> _Extract provided_:

President Donald Trump announced that starting October 1, the US will impose 100% tariffs on branded or patented drug imports. This measure, revealed with new duties on furniture, cabinets and heavy trucks, marks the first time finished medicines will face such high levies.
The move exempts companies that are building facilities in the US. The White House clarified this definition as projects that have already started or are under construction.
Trump believes the tariffs will encourage drugmakers to shift production to the US, strengthen supply chains and help lower costs.
The White House justified the move under Section 232 of the Trade Expansion Act, which permits tariffs when imports are deemed a national security concern.
Analysts, however, caution that the immediate effect may be limited, since many global pharma firms already operate domestic sites and have recently pledged large new investments.
In April, Johnson & Johnson estimated a $400 million tariff-related expense across its medical device portfolio, illustrating how existing duties are already influencing company financials.
Trump has also suggested escalating drug tariffs to as high as 250% over time.
Drugmakers including Eli Lilly, AstraZeneca and Johnson & Johnson have announced significant US expansions in recent months.
Exemptions and Stockpiling
Generic medicines are exempt. Experts say this distinction is crucial for preventing deeper shortages. India, which provides nearly half of the generics used in the US, is largely unaffected for now. In Europe, pharmaceutical exporters are protected from the full 100% tariff: a July US-EU trade agreement capped duties at 15%, a ceiling confirmed in September updates. By contrast, Asian exporters are exposed to the full 100% rate.
Before the October deadline, importers have stockpiled medicines, which may lessen the tariff’s short-term impact. But economists warn that these reserves will eventually run out, potentially leading to higher costs for patients and insurers.
Industry Impact and Divide
Since Trump first signaled plans for drug tariffs, pharmaceutical companies have announced more than $250 billion in US manufacturing commitments.

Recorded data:
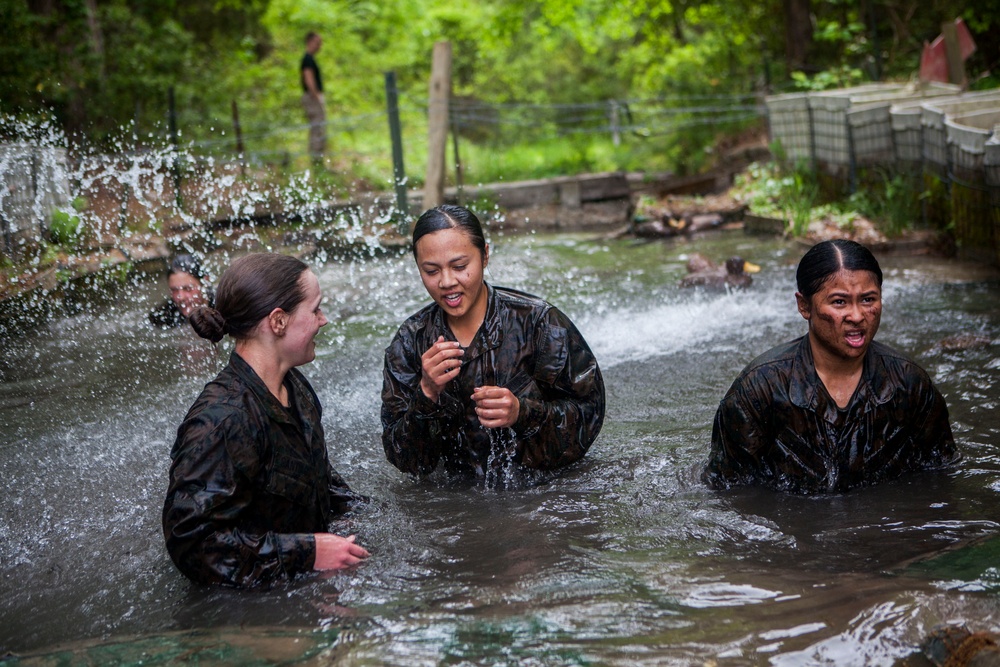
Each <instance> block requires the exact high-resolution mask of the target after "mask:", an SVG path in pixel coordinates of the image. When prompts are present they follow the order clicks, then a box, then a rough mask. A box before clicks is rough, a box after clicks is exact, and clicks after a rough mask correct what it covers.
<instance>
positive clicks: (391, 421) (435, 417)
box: [382, 334, 462, 475]
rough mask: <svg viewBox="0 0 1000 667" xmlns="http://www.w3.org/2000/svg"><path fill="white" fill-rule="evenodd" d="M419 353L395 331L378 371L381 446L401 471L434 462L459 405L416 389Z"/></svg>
mask: <svg viewBox="0 0 1000 667" xmlns="http://www.w3.org/2000/svg"><path fill="white" fill-rule="evenodd" d="M421 372H422V371H421V364H420V355H419V354H417V353H416V351H415V349H414V347H413V345H412V341H407V340H405V339H404V337H402V336H400V335H398V334H397V336H396V337H395V338H394V339H393V342H392V343H391V344H390V345H389V347H388V348H387V349H386V351H385V367H384V369H383V372H382V448H383V449H384V450H385V456H386V458H387V459H388V460H389V463H391V464H392V465H394V466H396V467H397V468H399V469H400V470H402V471H403V472H407V473H410V474H414V475H417V474H427V473H430V472H431V471H432V470H434V468H435V467H436V466H437V464H438V461H439V460H440V459H441V453H442V450H443V447H444V440H445V438H444V430H445V429H446V428H447V427H448V424H449V423H450V422H451V421H452V420H454V419H456V418H460V416H461V414H462V406H461V405H460V404H459V403H458V401H457V400H455V399H454V398H453V397H450V396H447V395H445V394H442V395H441V397H440V402H438V403H435V402H434V401H432V400H430V399H429V398H427V397H426V396H425V395H424V392H422V391H421V390H420V374H421Z"/></svg>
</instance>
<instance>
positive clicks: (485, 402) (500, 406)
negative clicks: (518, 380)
mask: <svg viewBox="0 0 1000 667" xmlns="http://www.w3.org/2000/svg"><path fill="white" fill-rule="evenodd" d="M472 400H474V401H475V402H476V414H477V415H479V423H480V424H482V425H483V426H485V427H487V428H507V427H511V426H513V425H514V423H515V422H516V421H517V417H518V415H519V414H521V401H519V400H518V398H517V396H515V395H514V394H512V393H511V391H510V389H506V388H504V387H476V389H475V391H473V392H472Z"/></svg>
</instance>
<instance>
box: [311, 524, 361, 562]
mask: <svg viewBox="0 0 1000 667" xmlns="http://www.w3.org/2000/svg"><path fill="white" fill-rule="evenodd" d="M315 538H316V563H315V564H314V565H313V569H314V570H342V569H344V568H345V567H350V566H351V565H357V564H358V563H360V562H361V561H363V560H364V559H365V558H368V556H369V555H371V554H369V553H368V550H367V549H365V548H364V547H363V546H361V545H360V544H355V543H354V535H351V536H350V537H341V536H340V535H334V534H333V533H316V535H315Z"/></svg>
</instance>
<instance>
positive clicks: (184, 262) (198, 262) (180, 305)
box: [149, 254, 215, 327]
mask: <svg viewBox="0 0 1000 667" xmlns="http://www.w3.org/2000/svg"><path fill="white" fill-rule="evenodd" d="M206 282H207V276H206V274H205V271H204V270H203V269H202V265H201V262H200V261H198V258H197V257H195V256H194V255H187V254H184V255H177V256H176V257H174V258H173V260H171V262H170V266H169V267H168V268H167V287H168V288H169V290H170V298H169V299H167V300H166V301H164V302H163V303H162V304H161V305H160V306H158V307H157V308H155V309H154V310H153V311H152V312H150V313H149V321H150V323H152V324H153V325H155V326H159V327H176V326H179V325H181V324H184V323H185V322H187V321H188V318H189V317H191V313H192V312H193V311H194V309H195V308H200V307H201V306H211V305H212V304H213V301H214V296H215V295H214V293H213V291H212V287H211V286H210V285H206V284H205V283H206Z"/></svg>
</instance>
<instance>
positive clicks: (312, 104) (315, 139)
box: [299, 32, 326, 166]
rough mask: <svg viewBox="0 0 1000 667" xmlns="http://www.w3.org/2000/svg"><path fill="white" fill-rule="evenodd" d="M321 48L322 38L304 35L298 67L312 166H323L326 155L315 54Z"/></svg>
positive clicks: (320, 99)
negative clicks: (307, 133)
mask: <svg viewBox="0 0 1000 667" xmlns="http://www.w3.org/2000/svg"><path fill="white" fill-rule="evenodd" d="M322 46H323V38H322V37H320V36H319V35H317V34H316V33H314V32H309V33H307V34H306V52H305V54H304V55H303V56H302V64H301V65H300V66H299V75H300V76H299V78H300V79H301V81H302V107H303V109H305V112H306V119H307V120H308V121H309V157H310V158H312V161H313V164H314V165H316V166H319V165H321V164H323V155H324V154H325V153H326V108H325V104H324V102H323V77H322V75H320V72H319V65H318V64H316V57H315V56H316V54H317V53H319V50H320V48H321V47H322Z"/></svg>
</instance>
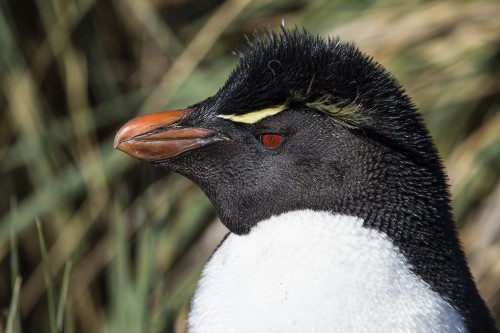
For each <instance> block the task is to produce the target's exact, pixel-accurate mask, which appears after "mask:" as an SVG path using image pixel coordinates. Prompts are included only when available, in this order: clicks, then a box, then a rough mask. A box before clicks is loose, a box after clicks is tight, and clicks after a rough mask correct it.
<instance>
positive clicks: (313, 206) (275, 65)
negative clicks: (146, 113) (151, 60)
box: [114, 27, 496, 332]
mask: <svg viewBox="0 0 500 333" xmlns="http://www.w3.org/2000/svg"><path fill="white" fill-rule="evenodd" d="M247 41H248V43H247V45H245V46H243V47H242V48H240V49H239V51H238V55H239V63H238V64H237V66H236V67H235V69H234V70H233V71H232V72H231V74H230V75H229V78H228V79H227V81H226V83H225V84H224V85H223V87H222V88H220V90H219V91H218V92H217V93H216V94H215V95H214V96H212V97H208V98H207V99H205V100H203V101H201V102H199V103H196V104H194V105H191V106H189V107H187V108H186V109H181V110H174V111H168V112H160V113H155V114H150V115H144V116H141V117H138V118H135V119H133V120H131V121H129V122H128V123H126V124H125V125H124V126H123V127H122V128H121V129H120V130H119V131H118V133H117V135H116V137H115V142H114V146H115V148H117V149H119V150H121V151H123V152H125V153H127V154H129V155H131V156H133V157H135V158H138V159H141V160H145V161H150V162H151V163H153V164H154V165H156V166H159V167H163V168H165V169H167V170H169V171H174V172H177V173H179V174H181V175H183V176H185V177H187V178H189V179H190V180H192V181H193V182H194V183H196V184H197V185H198V186H199V187H200V188H201V189H202V190H203V191H204V193H205V194H206V195H207V196H208V198H209V199H210V200H211V202H212V203H213V205H214V207H215V209H216V211H217V214H218V216H219V217H220V220H221V222H222V223H223V224H224V225H225V226H226V227H227V228H228V229H229V234H228V235H227V236H226V237H225V238H224V240H223V241H222V243H221V244H220V245H219V247H218V248H217V250H216V251H215V252H214V253H213V255H212V257H211V258H210V260H209V262H208V263H207V264H206V266H205V268H204V270H203V272H202V274H201V277H200V280H199V282H198V286H197V288H196V292H195V294H194V296H193V299H192V303H191V311H190V314H189V317H188V330H189V331H190V332H495V331H496V329H495V327H494V324H493V320H492V317H491V314H490V312H489V310H488V309H487V307H486V305H485V303H484V301H483V300H482V299H481V297H480V295H479V293H478V291H477V289H476V286H475V283H474V281H473V278H472V276H471V273H470V271H469V268H468V265H467V262H466V258H465V255H464V253H463V251H462V249H461V245H460V242H459V239H458V236H457V230H456V227H455V225H454V222H453V219H452V214H451V209H450V195H449V192H448V186H447V183H446V176H445V172H444V169H443V165H442V163H441V161H440V158H439V155H438V153H437V150H436V148H435V146H434V144H433V141H432V138H431V136H430V134H429V132H428V130H427V129H426V127H425V124H424V122H423V120H422V117H421V115H420V114H419V113H418V111H417V109H416V107H415V105H414V104H413V102H412V101H411V99H410V98H409V97H408V95H407V94H406V93H405V91H404V89H403V88H402V87H401V86H400V84H399V83H398V82H397V81H396V79H395V78H394V77H393V76H392V75H391V74H390V73H389V72H388V71H387V70H386V69H384V68H383V67H382V66H381V65H380V64H379V63H377V62H375V61H374V60H373V59H372V58H371V57H369V56H367V55H365V54H363V53H362V52H361V51H359V50H358V48H357V47H356V46H355V45H354V44H352V43H347V42H343V41H341V40H340V39H339V38H324V37H321V36H315V35H312V34H310V33H308V32H307V31H305V30H304V31H301V30H299V29H297V28H295V29H292V30H287V29H285V28H284V27H282V29H281V31H278V32H274V31H271V30H269V31H268V32H267V33H265V34H263V35H256V36H255V38H254V39H253V40H247Z"/></svg>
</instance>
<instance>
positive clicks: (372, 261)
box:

> _Tasks and exercises_:
• A. Please reproduce the part of the drug tariff article starting with "The move exempts" and going on through "large new investments.".
• B. Resume the drug tariff article from the point where it stops.
The entries have no connection to the drug tariff article.

> _Set of answers_:
• A.
The move exempts companies that are building facilities in the US. The White House clarified this definition as projects that have already started or are under construction.
Trump believes the tariffs will encourage drugmakers to shift production to the US, strengthen supply chains and help lower costs.
The White House justified the move under Section 232 of the Trade Expansion Act, which permits tariffs when imports are deemed a national security concern.
Analysts, however, caution that the immediate effect may be limited, since many global pharma firms already operate domestic sites and have recently pledged large new investments.

• B.
AstraZeneca pledged $50 billion, Johnson & Johnson committed $55 billion and Eli Lilly set aside $27 billion for four new plants. While some projects were already in progress, industry analysts say companies are showcasing them as proof of their support for White House policy.
However, the difference between branded and generic drugs is significant. Branded medicines make up less than 10% of prescriptions but account for over 80% of pharmaceutical spending.
With higher profit margins and patent protection, these firms can better handle tariff costs and are more likely to bring production back to the US, even for active pharmaceutical ingredients (APIs). Some may even opt to produce APIs domestically, send them abroad for processing and bring them back without tariffs.
Generics, however, make up 90% of prescriptions but less than 20% of spending. Over 92% of generic API facilities serving the US are located overseas, mainly in India, China and Italy. Thin margins and fierce price competition leave little room for relocating production. This could increase the risk of supply disruptions, especially since more than 80% of current US drug shortages involve generics.
Potential Global Supply Chain Pressures
The globalized nature of drug production means tariffs may create uneven effects. Several best-selling therapies, including diabetes and oncology treatments like Ozempic, Mounjaro and Opdivo, still rely heavily on overseas production, leaving them exposed to the new tariffs unless US plants become operational quickly. If new US facilities do not ramp up soon, patients could face higher costs or reduced access.
Policy experts note that tariffs were previously avoided on medicines because of concerns about affordability and availability. US regulators tracked 323 active drug shortages in early 2024, with about 90 still unresolved in early 2025. This is a fragile situation that experts warn could be further strained by new trade barriers.